- [PROBLEM REQUIREMENTS] Rewrite every line of the entries below as a JSON list of strings, one string per line, skipping blank lines. Omit the pictures from your answer.

- [LISTED ENTRIES]
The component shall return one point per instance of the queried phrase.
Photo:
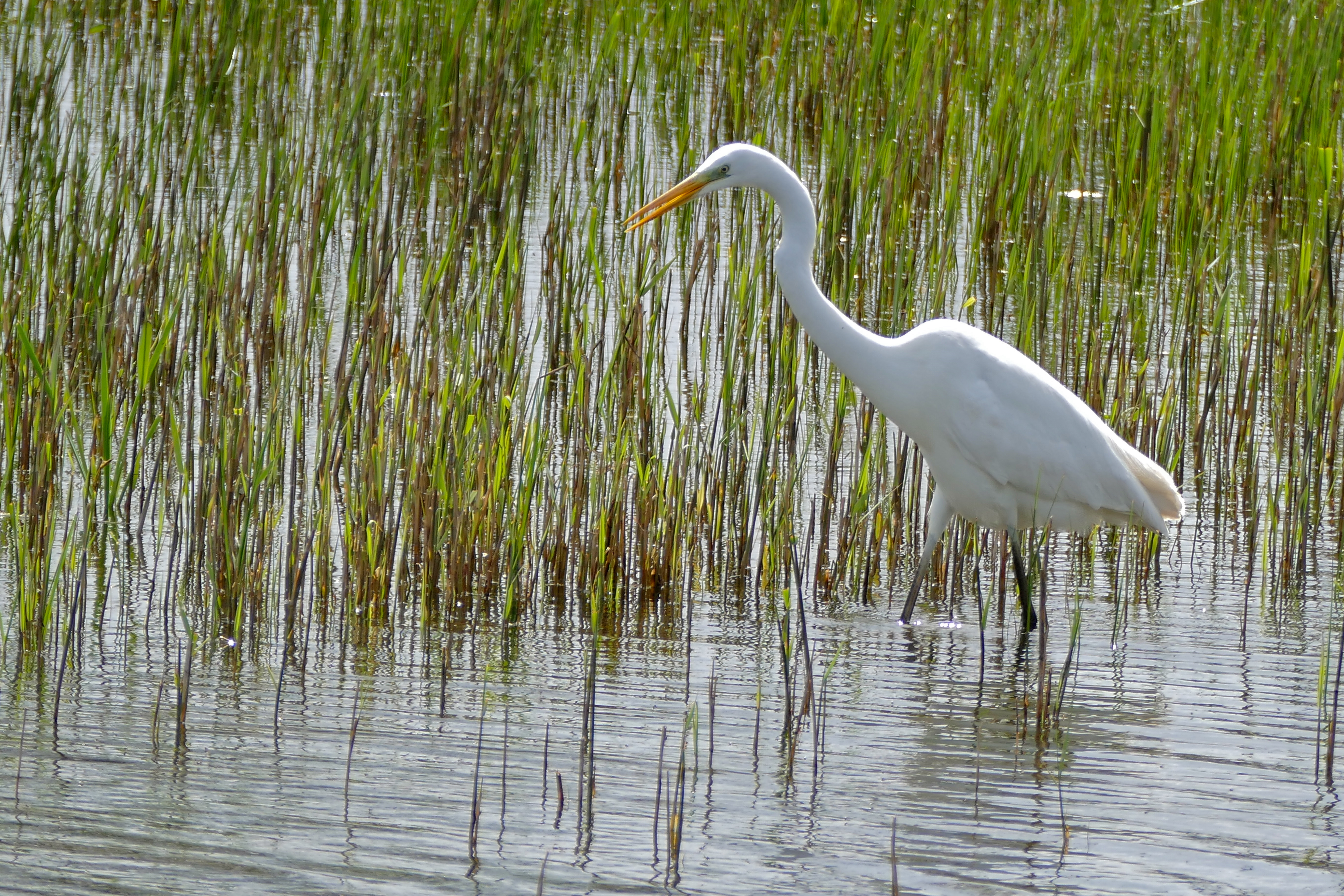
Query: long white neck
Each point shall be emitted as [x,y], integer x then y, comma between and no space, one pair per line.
[849,346]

- [EXERCISE RESULT]
[
  "The component shall return one point per instance of the queried phrase.",
  "Photo:",
  "Query: long white neck",
  "Each point shall be emitted as [x,y], integer x then y, comma between and no space, one pair per line.",
  "[849,346]"
]